*Task instructions:*
Comb the records below for the string "stove" and copy each line where it turns up.

*Collected data:*
○ ○ ○ ○

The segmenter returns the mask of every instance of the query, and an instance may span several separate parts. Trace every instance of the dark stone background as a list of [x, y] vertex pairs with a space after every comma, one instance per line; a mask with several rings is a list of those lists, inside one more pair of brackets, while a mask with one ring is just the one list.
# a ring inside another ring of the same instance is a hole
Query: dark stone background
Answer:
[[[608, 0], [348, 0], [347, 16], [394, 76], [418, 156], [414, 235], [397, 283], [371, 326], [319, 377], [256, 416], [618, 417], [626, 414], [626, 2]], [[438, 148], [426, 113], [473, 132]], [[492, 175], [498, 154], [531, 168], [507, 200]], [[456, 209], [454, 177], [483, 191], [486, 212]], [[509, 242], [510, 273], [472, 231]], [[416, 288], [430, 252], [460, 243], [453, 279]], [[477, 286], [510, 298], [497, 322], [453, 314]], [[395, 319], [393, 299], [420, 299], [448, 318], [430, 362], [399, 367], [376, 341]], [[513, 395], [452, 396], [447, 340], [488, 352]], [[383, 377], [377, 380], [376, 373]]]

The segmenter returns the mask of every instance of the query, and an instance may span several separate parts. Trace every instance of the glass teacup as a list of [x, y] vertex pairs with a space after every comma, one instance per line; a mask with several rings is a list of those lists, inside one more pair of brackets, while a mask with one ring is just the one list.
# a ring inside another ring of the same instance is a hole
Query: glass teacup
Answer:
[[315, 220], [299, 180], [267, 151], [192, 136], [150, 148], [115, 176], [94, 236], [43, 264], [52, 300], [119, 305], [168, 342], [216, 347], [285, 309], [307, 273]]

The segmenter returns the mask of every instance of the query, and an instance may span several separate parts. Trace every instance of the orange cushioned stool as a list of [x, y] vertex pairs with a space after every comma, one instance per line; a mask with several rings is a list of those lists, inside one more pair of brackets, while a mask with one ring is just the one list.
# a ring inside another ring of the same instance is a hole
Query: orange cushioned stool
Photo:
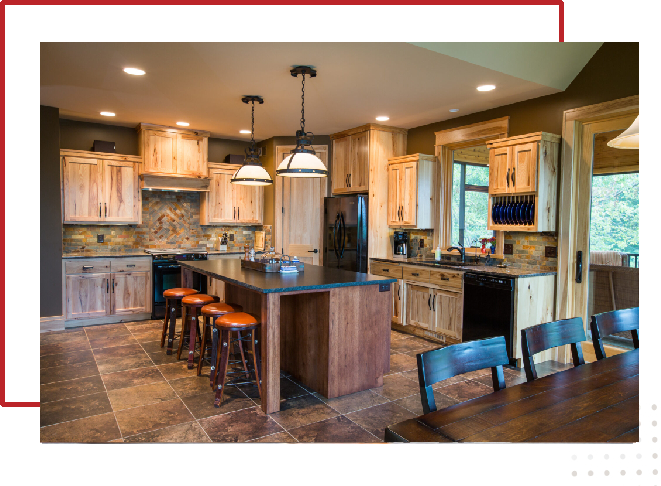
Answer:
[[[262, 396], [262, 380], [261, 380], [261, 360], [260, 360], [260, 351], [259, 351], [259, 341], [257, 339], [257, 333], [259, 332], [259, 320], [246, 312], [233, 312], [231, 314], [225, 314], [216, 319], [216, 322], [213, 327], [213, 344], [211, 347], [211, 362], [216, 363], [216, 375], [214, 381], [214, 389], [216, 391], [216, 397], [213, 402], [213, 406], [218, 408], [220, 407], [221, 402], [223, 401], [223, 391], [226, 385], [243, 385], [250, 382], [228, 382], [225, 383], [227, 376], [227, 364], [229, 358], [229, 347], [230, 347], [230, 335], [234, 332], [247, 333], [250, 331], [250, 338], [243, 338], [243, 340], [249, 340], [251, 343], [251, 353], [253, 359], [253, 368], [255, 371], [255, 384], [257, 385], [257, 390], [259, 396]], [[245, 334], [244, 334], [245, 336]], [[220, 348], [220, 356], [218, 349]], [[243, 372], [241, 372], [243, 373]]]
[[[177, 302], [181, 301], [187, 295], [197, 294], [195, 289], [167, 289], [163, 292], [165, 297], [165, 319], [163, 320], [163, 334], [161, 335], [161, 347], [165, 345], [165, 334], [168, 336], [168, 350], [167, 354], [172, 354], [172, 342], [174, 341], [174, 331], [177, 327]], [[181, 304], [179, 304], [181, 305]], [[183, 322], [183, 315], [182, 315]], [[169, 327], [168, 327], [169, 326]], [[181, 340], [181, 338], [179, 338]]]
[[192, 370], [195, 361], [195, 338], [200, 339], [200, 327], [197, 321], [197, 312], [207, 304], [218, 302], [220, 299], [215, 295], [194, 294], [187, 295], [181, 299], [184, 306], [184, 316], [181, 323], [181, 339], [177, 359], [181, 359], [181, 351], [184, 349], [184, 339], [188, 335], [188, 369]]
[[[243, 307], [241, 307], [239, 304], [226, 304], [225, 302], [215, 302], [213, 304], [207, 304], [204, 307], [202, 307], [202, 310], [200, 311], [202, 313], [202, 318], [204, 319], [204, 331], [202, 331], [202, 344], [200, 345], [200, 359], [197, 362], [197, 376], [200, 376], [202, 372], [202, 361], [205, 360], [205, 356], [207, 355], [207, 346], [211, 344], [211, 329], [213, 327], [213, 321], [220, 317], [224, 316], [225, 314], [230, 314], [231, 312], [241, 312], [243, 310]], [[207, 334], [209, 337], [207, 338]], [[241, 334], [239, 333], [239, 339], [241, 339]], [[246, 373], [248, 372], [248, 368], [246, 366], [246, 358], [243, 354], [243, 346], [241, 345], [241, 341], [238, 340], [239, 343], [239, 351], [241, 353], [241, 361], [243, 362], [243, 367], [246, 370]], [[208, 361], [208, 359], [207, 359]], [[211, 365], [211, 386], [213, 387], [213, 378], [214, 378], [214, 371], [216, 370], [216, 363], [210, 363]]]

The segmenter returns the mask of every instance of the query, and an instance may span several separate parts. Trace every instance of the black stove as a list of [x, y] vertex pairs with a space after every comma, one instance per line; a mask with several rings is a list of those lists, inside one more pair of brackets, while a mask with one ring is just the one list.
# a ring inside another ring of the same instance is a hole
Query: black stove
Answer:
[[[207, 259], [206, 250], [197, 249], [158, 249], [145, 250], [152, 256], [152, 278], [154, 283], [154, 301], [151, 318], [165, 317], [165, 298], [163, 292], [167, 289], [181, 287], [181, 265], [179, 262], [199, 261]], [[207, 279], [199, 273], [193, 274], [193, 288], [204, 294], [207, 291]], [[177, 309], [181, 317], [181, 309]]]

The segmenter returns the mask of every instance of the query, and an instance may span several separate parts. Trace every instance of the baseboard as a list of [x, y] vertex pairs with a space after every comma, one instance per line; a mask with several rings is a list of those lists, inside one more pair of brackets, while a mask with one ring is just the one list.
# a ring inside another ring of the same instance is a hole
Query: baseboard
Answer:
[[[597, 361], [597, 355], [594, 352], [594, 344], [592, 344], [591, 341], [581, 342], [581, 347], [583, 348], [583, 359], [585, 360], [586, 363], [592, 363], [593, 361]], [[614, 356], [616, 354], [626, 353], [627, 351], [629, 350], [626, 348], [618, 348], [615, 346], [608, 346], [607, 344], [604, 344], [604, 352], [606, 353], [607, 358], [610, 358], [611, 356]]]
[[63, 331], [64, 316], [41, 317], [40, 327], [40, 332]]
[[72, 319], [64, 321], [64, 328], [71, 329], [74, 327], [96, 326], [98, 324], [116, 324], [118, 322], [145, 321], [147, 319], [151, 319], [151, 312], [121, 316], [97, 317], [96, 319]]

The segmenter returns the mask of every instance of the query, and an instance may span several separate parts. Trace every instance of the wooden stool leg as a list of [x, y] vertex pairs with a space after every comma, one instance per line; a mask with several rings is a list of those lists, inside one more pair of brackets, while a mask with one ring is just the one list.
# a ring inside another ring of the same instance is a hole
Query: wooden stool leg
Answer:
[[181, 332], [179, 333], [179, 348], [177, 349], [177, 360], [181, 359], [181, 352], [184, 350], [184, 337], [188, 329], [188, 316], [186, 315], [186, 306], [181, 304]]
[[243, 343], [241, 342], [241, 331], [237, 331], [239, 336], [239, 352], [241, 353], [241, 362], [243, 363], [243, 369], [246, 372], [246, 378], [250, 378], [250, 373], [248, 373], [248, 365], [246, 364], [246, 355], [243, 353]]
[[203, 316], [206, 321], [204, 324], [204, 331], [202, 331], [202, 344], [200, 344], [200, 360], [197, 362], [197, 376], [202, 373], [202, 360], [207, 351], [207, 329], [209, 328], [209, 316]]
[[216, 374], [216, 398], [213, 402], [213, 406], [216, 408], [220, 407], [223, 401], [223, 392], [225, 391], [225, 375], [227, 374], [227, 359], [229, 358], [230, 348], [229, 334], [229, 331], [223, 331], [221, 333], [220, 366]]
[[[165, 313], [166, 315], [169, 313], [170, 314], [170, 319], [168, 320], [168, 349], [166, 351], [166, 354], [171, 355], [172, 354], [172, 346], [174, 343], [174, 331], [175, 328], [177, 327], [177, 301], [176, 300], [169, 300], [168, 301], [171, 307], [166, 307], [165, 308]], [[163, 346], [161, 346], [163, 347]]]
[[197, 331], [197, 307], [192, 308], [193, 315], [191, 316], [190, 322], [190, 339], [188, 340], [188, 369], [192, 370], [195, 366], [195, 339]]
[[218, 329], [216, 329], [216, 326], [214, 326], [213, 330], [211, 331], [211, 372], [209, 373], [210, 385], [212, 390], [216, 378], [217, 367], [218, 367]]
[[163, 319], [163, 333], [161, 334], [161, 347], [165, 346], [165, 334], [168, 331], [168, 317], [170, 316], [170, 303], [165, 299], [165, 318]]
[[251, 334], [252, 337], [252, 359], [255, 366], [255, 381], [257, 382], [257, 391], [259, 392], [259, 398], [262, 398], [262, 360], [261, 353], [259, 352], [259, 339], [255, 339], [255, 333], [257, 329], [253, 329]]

○ ○ ○ ○

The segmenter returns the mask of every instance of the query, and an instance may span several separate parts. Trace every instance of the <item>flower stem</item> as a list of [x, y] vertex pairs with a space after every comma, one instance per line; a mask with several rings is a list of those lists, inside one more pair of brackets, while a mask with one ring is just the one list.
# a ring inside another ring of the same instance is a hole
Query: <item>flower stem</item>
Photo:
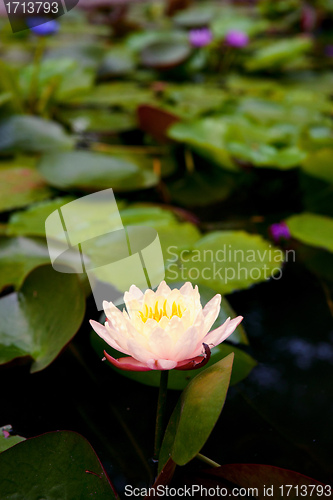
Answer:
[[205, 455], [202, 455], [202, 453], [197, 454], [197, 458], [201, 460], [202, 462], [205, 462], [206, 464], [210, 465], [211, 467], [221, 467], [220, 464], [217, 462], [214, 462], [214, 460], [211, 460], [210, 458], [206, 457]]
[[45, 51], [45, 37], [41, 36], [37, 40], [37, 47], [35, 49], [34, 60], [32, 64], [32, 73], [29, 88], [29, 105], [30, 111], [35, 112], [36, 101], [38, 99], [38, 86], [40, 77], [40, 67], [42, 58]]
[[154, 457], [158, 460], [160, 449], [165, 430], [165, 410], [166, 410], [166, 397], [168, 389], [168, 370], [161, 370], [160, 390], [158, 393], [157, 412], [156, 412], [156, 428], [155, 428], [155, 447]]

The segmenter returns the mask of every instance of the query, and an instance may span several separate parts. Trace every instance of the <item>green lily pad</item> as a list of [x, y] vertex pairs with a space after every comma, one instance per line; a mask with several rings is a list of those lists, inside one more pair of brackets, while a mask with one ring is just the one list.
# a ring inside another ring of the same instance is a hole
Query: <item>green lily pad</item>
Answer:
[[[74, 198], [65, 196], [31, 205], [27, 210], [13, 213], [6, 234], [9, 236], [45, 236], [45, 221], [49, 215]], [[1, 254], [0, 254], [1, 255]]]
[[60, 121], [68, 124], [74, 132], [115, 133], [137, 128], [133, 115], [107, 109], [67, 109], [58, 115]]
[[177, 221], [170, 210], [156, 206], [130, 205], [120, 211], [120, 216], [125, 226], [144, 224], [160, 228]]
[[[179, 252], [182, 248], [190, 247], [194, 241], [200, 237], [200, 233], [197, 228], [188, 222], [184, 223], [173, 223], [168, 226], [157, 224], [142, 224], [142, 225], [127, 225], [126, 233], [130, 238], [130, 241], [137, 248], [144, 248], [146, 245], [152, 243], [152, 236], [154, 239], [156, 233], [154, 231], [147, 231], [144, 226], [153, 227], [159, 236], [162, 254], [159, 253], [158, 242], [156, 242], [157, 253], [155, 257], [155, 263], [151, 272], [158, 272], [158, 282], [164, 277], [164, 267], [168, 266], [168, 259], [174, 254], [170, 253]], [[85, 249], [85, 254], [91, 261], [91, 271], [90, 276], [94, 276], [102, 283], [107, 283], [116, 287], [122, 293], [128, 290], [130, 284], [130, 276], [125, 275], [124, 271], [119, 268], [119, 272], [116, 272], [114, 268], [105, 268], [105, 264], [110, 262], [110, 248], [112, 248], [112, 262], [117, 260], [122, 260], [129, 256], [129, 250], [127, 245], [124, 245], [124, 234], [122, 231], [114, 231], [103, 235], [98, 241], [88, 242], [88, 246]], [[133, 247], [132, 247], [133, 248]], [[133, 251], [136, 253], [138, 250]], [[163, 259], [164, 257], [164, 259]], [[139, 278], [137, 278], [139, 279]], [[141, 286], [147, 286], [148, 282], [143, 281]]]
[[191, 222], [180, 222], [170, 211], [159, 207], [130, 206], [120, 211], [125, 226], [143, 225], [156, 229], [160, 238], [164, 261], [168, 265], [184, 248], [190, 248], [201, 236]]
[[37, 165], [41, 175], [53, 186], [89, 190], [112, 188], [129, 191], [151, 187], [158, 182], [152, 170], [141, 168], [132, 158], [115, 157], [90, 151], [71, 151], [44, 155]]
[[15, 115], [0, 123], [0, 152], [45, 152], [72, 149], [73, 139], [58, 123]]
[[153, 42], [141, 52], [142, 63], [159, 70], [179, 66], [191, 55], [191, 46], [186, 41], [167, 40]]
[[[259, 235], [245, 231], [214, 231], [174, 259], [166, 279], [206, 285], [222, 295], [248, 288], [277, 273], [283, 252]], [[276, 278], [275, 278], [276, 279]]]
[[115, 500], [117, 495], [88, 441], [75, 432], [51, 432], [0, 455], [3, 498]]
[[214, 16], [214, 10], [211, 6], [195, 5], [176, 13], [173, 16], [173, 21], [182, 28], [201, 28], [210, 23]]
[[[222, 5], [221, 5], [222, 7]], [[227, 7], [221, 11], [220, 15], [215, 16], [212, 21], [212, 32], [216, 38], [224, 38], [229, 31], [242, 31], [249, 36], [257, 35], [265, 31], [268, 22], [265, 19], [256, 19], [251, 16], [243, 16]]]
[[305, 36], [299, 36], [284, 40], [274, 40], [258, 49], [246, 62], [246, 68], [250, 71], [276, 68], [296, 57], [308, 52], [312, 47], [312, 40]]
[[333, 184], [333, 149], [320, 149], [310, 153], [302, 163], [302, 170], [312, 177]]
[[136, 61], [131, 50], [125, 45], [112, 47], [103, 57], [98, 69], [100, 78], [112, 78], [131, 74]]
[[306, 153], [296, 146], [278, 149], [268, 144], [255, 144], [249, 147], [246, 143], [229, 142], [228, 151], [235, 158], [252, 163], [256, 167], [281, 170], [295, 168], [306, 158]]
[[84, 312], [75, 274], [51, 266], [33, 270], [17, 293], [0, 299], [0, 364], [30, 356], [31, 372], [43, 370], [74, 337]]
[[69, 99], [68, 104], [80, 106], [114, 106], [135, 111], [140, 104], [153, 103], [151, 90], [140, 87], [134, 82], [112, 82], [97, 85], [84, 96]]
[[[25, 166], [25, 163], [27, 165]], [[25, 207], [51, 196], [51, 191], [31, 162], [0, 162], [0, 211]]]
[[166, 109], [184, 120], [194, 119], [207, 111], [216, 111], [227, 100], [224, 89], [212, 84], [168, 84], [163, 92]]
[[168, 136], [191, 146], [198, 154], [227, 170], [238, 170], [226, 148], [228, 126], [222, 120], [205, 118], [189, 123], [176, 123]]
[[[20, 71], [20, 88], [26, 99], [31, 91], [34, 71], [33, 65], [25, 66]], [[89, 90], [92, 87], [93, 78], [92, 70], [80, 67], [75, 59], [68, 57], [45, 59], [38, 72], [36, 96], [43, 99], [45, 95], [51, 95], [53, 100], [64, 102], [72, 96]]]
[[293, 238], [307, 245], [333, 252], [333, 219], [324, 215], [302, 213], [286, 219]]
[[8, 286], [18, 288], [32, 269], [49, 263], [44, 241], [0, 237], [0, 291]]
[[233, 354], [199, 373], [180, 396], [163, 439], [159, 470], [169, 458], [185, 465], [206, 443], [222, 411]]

○ ○ ○ ○

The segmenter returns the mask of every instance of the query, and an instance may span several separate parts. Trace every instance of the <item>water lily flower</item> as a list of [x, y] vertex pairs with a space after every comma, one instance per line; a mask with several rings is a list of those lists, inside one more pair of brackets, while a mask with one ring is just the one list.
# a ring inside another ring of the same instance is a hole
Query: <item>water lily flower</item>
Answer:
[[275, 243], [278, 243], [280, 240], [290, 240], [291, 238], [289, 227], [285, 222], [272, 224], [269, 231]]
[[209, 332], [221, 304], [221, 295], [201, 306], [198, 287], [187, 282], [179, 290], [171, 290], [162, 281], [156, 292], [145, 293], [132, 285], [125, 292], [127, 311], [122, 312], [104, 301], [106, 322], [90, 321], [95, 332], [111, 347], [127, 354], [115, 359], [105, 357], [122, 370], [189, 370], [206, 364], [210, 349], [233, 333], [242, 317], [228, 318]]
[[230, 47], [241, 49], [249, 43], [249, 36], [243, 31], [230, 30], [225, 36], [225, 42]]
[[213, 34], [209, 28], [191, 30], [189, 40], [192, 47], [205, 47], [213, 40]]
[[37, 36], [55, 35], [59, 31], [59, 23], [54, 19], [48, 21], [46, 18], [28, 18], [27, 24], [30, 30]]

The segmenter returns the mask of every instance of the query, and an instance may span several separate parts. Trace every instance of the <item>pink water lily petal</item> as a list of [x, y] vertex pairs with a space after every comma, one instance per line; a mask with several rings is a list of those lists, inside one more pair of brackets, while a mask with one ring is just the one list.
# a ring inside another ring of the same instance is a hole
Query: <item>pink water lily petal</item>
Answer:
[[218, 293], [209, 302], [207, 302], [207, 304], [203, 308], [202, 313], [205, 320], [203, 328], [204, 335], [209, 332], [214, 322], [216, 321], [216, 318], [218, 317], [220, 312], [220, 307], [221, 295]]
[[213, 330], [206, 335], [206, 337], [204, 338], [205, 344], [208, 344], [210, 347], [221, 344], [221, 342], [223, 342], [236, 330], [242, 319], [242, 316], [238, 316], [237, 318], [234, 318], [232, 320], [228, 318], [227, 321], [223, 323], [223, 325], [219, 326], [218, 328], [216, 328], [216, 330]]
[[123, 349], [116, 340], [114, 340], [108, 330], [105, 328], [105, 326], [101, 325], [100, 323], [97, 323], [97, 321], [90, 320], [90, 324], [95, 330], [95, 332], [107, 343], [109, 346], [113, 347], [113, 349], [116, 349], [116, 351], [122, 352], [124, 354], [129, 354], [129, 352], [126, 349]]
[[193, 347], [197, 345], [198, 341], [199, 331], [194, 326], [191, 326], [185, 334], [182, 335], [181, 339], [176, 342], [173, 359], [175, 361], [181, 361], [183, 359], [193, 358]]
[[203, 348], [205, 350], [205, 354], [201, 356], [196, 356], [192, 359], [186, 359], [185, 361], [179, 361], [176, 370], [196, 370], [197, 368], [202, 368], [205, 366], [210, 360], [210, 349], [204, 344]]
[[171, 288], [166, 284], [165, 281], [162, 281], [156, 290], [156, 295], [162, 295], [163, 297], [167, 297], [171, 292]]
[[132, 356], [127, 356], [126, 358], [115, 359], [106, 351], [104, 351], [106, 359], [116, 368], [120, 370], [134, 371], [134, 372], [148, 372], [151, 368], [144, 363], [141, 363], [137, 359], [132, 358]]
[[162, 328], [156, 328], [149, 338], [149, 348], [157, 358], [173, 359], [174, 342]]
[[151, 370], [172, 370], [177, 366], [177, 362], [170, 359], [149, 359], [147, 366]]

○ ○ ○ ○

*Answer to this problem:*
The segmenter returns the mask of every instance of the query, and an instance may span several separate parts. Trace every instance of the black stove as a list of [x, y] vertex pairs with a space after every comma, one instance per line; a mask with several rings is a list of those lists, inside one more pair of brackets, while a mask with one ring is just the one list.
Query: black stove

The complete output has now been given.